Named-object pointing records

★ ★ ★ ★ ★ ★ ★

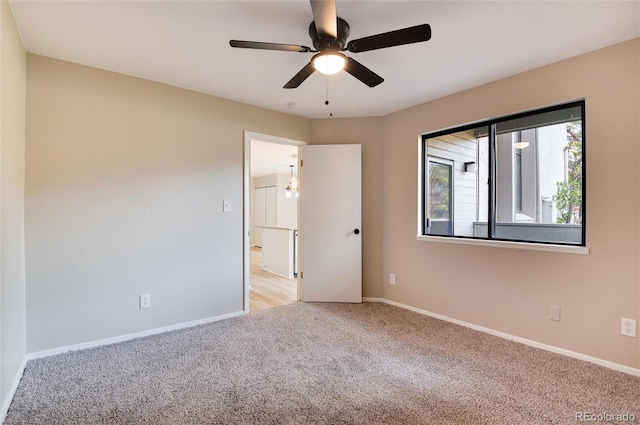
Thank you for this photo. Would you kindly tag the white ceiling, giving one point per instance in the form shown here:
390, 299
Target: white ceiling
186, 44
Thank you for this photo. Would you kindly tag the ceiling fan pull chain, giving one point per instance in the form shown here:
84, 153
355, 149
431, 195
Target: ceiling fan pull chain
326, 95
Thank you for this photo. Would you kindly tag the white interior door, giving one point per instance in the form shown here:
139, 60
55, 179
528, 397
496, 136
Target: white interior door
330, 223
259, 215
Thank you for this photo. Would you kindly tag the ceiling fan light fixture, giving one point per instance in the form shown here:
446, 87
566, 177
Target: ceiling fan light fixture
329, 63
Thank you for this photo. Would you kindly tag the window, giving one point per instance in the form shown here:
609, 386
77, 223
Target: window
518, 178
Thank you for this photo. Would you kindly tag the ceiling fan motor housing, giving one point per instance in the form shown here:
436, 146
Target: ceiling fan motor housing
330, 44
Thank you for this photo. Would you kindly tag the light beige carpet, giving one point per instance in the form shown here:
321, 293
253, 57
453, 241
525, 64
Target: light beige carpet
321, 364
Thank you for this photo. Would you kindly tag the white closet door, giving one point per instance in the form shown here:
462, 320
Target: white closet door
271, 207
259, 214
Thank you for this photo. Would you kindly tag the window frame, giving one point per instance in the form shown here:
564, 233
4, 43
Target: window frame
491, 239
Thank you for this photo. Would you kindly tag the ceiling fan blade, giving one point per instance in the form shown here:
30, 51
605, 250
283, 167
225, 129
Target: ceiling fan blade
362, 73
302, 75
325, 17
391, 38
269, 46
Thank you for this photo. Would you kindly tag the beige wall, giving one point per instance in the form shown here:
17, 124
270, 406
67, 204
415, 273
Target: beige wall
124, 191
12, 260
368, 133
512, 290
126, 177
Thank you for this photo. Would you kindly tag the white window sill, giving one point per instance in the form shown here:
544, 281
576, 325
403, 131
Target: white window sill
564, 249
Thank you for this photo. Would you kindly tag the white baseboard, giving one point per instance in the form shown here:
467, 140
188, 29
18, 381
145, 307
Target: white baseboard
12, 391
128, 337
605, 363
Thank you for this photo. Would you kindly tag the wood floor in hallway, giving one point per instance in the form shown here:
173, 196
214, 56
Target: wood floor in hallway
267, 289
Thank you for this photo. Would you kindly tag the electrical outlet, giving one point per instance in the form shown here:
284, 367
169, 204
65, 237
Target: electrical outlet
145, 300
628, 327
554, 313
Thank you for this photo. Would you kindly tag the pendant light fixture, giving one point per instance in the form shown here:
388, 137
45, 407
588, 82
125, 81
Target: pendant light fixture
292, 188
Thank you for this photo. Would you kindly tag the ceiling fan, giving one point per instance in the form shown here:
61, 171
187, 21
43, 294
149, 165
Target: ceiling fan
329, 35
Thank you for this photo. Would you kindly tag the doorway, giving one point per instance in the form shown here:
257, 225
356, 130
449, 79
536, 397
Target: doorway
270, 221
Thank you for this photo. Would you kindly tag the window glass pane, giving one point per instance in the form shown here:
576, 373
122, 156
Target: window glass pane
440, 198
455, 201
539, 183
517, 178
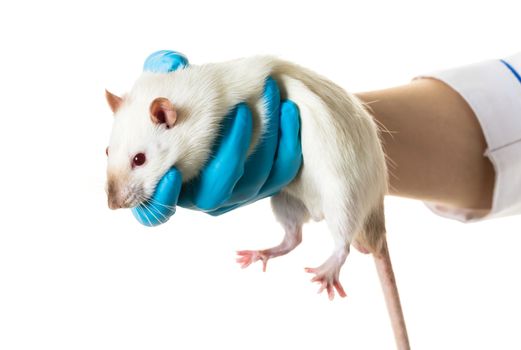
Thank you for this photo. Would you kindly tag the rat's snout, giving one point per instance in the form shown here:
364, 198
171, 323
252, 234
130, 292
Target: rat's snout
118, 196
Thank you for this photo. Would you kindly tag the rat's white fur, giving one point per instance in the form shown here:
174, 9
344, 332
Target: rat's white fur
343, 178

★ ★ ★ ★ ★ ★ ★

_Required work_
Reproduce the lines from the line with "Thank you for this photo. Would you kindly tag the electrical" through the last line of the entries exactly, including both ends and excluding pictures.

_Result of the task_
Thank you for this photo. Would you kindly tag the electrical outlet, giving one point per instance in the form shown here:
284, 367
169, 204
65, 237
Target: electrical outlet
145, 300
628, 327
554, 313
Thank you for this photo. Would you kindly tag the pendant light fixture, giving one point per instance in the form shown here:
388, 137
45, 407
588, 82
125, 81
Target: pendant light fixture
292, 188
Thank you for this photo. Would you kindly tag the ceiling fan, giving one point per instance in the form shown here:
61, 171
187, 21
43, 294
149, 165
Target: ceiling fan
329, 35
Thank you for this photo. Would you kindly tag the doorway, giving one point per instance in the form shown here:
257, 225
356, 130
449, 79
536, 397
Target: doorway
270, 221
Thank you for this photo. Would you kindly tag the window glass pane, giving one point per instance in the form shown here:
576, 373
122, 156
Target: window glass pane
440, 198
455, 201
539, 183
517, 178
Thank you for this photo. Would you kindly tag the rat's snout, giving one point per instance in the form shown here:
364, 198
171, 323
252, 234
130, 292
Target: rat's snout
118, 196
Thank you for this photo. Would you kindly tag the rat's white fur, giving one point per instance in the form shown here:
174, 9
344, 332
Target: rat's white fur
343, 178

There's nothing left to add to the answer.